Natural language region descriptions
● ● ● ● ●
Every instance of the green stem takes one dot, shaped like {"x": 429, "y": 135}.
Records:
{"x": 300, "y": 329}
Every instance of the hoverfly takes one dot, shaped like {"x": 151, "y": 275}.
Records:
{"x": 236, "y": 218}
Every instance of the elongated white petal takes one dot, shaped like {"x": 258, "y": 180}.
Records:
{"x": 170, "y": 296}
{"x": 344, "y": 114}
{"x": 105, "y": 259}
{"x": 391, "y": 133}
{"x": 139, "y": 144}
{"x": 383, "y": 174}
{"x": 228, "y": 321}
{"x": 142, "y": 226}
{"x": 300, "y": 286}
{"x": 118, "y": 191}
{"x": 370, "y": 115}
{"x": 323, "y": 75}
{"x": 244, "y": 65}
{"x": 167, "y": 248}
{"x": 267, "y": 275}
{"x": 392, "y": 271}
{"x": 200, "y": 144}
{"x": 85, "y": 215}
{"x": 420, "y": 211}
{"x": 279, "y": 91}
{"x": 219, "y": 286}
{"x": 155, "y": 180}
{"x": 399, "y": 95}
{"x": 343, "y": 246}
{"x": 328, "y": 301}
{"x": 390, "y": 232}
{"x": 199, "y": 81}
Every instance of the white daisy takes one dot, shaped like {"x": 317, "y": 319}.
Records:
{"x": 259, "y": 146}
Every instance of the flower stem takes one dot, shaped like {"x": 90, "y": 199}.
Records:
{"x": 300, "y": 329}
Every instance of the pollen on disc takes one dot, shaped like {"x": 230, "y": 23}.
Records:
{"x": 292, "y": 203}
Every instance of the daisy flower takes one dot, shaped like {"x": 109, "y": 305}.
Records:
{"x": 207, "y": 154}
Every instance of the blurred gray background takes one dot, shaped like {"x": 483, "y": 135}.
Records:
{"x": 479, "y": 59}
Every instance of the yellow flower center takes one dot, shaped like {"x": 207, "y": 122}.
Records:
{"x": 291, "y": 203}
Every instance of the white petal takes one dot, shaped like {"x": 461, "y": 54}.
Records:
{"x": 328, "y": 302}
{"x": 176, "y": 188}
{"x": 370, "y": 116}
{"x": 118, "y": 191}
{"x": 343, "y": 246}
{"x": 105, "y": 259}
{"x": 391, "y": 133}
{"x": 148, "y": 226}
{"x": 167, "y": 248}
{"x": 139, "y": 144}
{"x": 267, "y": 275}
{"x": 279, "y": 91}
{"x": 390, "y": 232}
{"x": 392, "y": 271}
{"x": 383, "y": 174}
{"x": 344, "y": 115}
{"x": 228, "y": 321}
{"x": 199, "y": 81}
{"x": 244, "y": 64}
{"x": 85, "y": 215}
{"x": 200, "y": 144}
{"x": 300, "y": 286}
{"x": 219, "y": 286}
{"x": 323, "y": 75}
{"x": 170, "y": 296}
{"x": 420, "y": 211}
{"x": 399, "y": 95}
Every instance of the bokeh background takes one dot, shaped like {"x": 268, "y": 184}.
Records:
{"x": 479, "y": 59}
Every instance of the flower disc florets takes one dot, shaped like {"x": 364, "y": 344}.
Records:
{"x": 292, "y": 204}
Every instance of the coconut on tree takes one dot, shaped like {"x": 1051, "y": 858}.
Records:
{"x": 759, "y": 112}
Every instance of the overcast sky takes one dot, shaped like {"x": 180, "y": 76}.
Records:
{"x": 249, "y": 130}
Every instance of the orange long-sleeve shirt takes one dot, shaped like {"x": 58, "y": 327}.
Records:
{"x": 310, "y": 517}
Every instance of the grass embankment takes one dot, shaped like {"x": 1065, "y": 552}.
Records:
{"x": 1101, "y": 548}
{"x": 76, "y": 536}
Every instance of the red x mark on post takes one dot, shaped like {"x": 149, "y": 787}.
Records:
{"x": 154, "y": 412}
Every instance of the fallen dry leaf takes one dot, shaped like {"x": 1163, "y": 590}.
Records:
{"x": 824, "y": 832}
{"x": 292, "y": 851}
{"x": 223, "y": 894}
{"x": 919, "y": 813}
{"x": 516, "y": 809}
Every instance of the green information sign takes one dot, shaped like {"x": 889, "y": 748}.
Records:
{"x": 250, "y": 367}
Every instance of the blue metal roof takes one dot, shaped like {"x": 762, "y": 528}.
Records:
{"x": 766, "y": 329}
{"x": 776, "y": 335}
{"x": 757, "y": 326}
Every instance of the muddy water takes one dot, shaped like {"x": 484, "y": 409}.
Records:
● ● ● ● ●
Goal of the exercise >> Above are the records. Copy the lines beginning at the one that has "Every instance of the daisy" and ending with the one that has "Every instance of the yellow", unchanged.

Result >>
Every instance of the daisy flower takes one dot, shaped like {"x": 109, "y": 305}.
Records:
{"x": 207, "y": 154}
Every instance of the blurred gray background takes one dot, shaped like {"x": 483, "y": 135}.
Records:
{"x": 479, "y": 59}
Every instance of the yellow flower center takes one dot, shaped like {"x": 207, "y": 122}.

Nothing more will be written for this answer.